> [WORK ITEM]
For every entry, output the exact wording.
--- INFORMATION SHOWN Enclosed Below ---
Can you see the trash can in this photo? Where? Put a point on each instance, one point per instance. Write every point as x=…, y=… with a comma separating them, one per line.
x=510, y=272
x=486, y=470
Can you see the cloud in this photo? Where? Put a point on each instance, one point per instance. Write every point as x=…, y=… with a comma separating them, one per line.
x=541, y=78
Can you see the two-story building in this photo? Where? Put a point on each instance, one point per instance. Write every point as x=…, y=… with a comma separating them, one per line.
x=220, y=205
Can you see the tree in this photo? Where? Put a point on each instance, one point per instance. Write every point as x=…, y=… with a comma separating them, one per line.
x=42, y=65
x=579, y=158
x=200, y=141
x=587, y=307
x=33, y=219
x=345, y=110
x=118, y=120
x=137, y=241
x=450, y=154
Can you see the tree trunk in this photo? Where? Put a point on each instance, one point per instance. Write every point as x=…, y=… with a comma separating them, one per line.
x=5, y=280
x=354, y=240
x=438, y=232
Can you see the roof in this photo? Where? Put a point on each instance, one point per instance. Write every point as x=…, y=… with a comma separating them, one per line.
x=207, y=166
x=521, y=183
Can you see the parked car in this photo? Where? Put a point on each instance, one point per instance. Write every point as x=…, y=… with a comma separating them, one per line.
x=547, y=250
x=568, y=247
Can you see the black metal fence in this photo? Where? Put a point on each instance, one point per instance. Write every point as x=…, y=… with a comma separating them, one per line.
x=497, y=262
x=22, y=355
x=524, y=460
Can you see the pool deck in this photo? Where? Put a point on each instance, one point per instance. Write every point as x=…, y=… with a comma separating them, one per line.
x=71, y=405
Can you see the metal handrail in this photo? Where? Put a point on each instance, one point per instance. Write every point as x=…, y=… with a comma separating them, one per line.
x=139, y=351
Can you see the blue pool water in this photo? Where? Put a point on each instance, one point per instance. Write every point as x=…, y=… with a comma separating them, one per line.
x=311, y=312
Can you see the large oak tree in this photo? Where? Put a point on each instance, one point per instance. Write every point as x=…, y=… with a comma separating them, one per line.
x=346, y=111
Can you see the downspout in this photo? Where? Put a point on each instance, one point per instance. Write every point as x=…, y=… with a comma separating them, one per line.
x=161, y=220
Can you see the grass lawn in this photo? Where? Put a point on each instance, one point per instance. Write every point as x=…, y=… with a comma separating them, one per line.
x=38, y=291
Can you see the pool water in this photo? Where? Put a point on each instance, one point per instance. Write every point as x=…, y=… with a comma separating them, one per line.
--- End of Enclosed INFORMATION SHOWN ---
> [ANSWER TO THIS TASK]
Can you see the trash can in this photo? Where? Put a point on each instance, one point per instance. Write every point as x=…, y=… with a comma separating them, one per line.
x=510, y=272
x=486, y=470
Can you see the cloud in this photo? Where? Put a point on each instance, one point per instance. Write every point as x=…, y=… with a comma separating them, one per line.
x=541, y=78
Can you see the two-story building in this photo? Where? Put a point on each instance, one point per instance. Write every point as x=…, y=… with a comma separating them, one per line.
x=220, y=205
Can you see the tree in this photo? Where? Put a point on each instance, one point per instance. Write every point as x=…, y=… with a comma separating them, one per line.
x=42, y=65
x=579, y=158
x=200, y=141
x=587, y=307
x=33, y=219
x=345, y=110
x=118, y=120
x=137, y=241
x=450, y=154
Can you see the tree trunk in this photo? Where? Put a point on each instance, one point per instance. Write every point as x=…, y=… with a comma separating them, one per line.
x=5, y=280
x=354, y=240
x=438, y=232
Can you see the roof in this photo? Where? Put a point on each instance, one point per instance. Write every point as x=…, y=… with a comma separating them, one per line.
x=207, y=166
x=521, y=183
Can you see the parked car in this photo? Where? Put a point on each instance, one point per instance. Write every point as x=…, y=… with a comma separating them, one per line.
x=547, y=250
x=568, y=247
Can you see the black metal fence in this photo? Where? Put a point on each instance, one point per instance. Write every point as x=…, y=… with a comma separating them, one per line.
x=497, y=262
x=22, y=355
x=524, y=460
Can you see the pool deck in this photo? Where? Put a point on each instance, one point per instance. Write every point as x=…, y=… with a comma separating them, one per line.
x=71, y=405
Can you see the metal handrail in this photo? Where? Put a point on each instance, one point per instance. Write every point as x=…, y=… with a comma separating them, one per line.
x=139, y=351
Can you see the blue pool water in this photo? Where? Put a point on each instance, one point per instance. Write every point as x=…, y=… with a comma separating them, one per line.
x=311, y=312
Can you see the large oak tree in this photo? Where? Put a point on each instance, one point per instance. Write every point as x=…, y=… with a comma separating them, one per line.
x=346, y=111
Can you see the downspout in this photo? Where? Put a point on each instance, one point per instance. Write every point as x=…, y=… with a comma separating them, one per line.
x=161, y=220
Can you see the grass lawn in this photo? Where? Put a point on each instance, one point per instance. Write every point as x=…, y=… with a comma separating them, one per line.
x=38, y=291
Can you see the pool water in this photo? Where? Put a point on each instance, one point per instance. Write every point as x=…, y=… with a comma separating them, one per line.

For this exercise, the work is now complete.